Top of Dataset extract
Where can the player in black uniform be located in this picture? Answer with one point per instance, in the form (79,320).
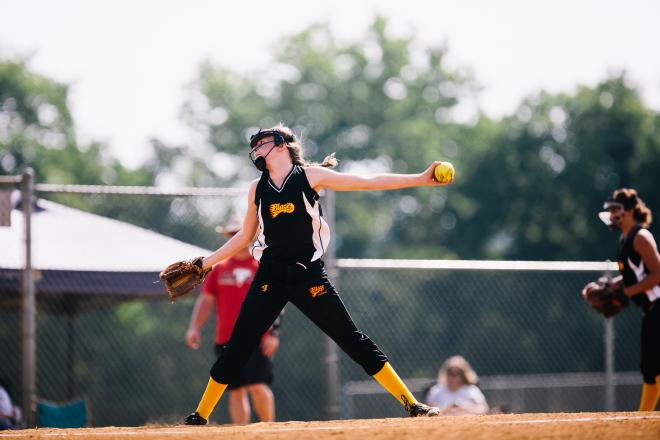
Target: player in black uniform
(283,209)
(639,266)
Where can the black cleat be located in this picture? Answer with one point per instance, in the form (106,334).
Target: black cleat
(195,419)
(419,409)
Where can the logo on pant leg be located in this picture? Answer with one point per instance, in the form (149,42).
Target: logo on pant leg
(315,291)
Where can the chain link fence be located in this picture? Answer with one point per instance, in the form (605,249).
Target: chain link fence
(106,333)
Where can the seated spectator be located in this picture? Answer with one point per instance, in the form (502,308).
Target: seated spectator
(456,392)
(10,414)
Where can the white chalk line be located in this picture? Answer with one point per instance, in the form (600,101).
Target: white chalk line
(143,430)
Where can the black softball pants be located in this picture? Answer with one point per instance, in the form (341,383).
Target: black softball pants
(650,343)
(308,288)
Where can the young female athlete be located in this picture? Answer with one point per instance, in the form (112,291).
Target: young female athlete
(285,216)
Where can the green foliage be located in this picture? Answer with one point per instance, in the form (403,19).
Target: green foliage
(544,178)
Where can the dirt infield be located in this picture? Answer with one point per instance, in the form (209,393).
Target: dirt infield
(584,426)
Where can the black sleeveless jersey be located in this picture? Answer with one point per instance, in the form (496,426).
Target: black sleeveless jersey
(631,266)
(291,224)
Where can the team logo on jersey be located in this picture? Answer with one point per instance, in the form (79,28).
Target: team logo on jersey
(279,208)
(315,291)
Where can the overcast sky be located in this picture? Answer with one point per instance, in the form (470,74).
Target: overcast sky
(128,60)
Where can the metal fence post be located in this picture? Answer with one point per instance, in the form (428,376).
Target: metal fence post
(610,390)
(28,311)
(331,358)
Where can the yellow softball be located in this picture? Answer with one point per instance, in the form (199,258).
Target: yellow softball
(444,172)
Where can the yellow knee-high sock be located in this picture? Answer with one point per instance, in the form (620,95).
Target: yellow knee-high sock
(391,381)
(650,394)
(210,398)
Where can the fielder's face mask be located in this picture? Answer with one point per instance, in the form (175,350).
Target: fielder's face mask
(613,213)
(260,161)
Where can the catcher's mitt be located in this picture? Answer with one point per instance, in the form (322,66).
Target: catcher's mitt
(606,296)
(183,276)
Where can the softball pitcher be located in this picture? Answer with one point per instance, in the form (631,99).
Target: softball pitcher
(285,216)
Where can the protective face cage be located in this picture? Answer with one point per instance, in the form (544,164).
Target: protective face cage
(278,139)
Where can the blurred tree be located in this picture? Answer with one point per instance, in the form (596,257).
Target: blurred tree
(538,188)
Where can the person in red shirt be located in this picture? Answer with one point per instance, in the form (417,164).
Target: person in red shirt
(226,287)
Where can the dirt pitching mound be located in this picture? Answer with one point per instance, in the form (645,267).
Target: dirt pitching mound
(583,426)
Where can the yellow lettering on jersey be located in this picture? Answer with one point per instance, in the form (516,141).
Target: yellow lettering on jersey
(315,291)
(279,208)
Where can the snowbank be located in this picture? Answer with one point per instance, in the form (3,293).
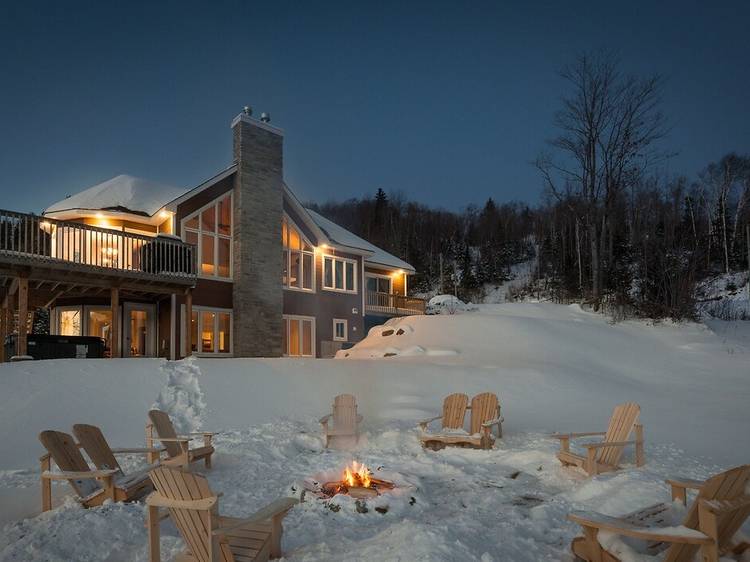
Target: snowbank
(553,367)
Bottom of Dataset extract
## What you should do
Print every line above exactly. Leave the pictures out.

## Response to this exercise
Where can the player in black uniform be located in this picture? Answer with one point per instance, in the form (79,320).
Target: player in black uniform
(283,209)
(639,266)
Where can the black cleat be located in this picture? Answer with one point per instance, in the form (106,334).
Target: black cleat
(195,419)
(419,409)
Where can the logo on pant leg be located in this picture? Answer with one point per instance, in the form (149,42).
Target: logo on pant leg
(315,291)
Where can the chain link fence be located in this picture? Answer with one point per instance, in the form (605,249).
Target: chain link fence
(106,333)
Where can the seated spectator be located in this picture? Answer with one point per instance, in the form (502,308).
Target: seated spectator
(456,392)
(10,414)
Where can the white chalk line be located in this picture? Answer with one point per instance, in the form (600,101).
Target: white chalk line
(143,430)
Where can the black softball pants be located in this picture? Answer with one point per instance, in the form (341,383).
Target: black softball pants
(650,343)
(308,288)
Where can the young female athlete be located in this picture? Answer with one point per instance, in the form (112,291).
Target: young female athlete
(285,216)
Where can the green foliage be located in this picture? Answer with one point per instance, in the form (403,19).
Target: green foliage
(544,178)
Where can the dirt infield be located in this picture? Answer with one point per instance, in the form (209,393).
Target: dirt infield
(584,426)
Where can the black sleeveless jersey be located in this picture? Answer with one point per instance, in the form (496,426).
Target: black sleeveless jersey
(631,266)
(291,224)
Where can the team logo on jersey be located in this picture? Answer with one point per instance, in the form (79,28).
Target: team logo on jersey
(279,208)
(315,291)
Where can the overcast sky be located in this picture? Answer with one point per instance, in the form (470,74).
Target: overcast sky
(128,60)
Where can the metal fence post be located in this picture? Answer with one point per instance, in the form (428,376).
Target: metal fence post
(610,390)
(28,311)
(331,358)
Where can the yellow softball be located in this picture? Answer with one point per instance, in the form (199,258).
Target: yellow softball
(444,172)
Where can the yellow knee-high sock be located in this picture? Answer with one point per instance, in the form (620,95).
Target: yellow knee-high sock
(391,381)
(650,394)
(210,398)
Where can the fielder's face mask be located in this picture? Answer with one point per instance, in the form (175,350).
Target: fielder's face mask
(613,213)
(260,161)
Where can the catcher's mitt be located in this picture? Answer with one point per instance, in the form (322,66).
Target: catcher's mitt
(606,296)
(183,276)
Where can the softball pitcher be located in this picture? Answer with one point per instance, in the form (631,99).
Target: softball pitcher
(285,216)
Where can the protective face cage be located in this picture? Answer with one point per instance, in the form (544,164).
Target: protective face cage
(278,139)
Where can the blurred tree be located in this picture? Answer with one point per instance, in the form (596,257).
Target: blurred tree
(538,188)
Where can the person in red shirt be located in this picture? Answer with one point per instance, in the form (417,164).
Target: person in red shirt
(226,287)
Where can the dirt pitching mound be located in this picture? Answer with one point per instance, in the form (645,267).
Target: dirt pitching mound
(583,426)
Where can the yellow lettering on jersey be located in this picture? Answer with one point per instance, in the form (516,141).
Target: yellow lettering on jersey
(315,291)
(279,208)
Where can the snowbank be located in this picture? Answer with one point per instance, in the form (3,293).
Target: snowbank
(553,367)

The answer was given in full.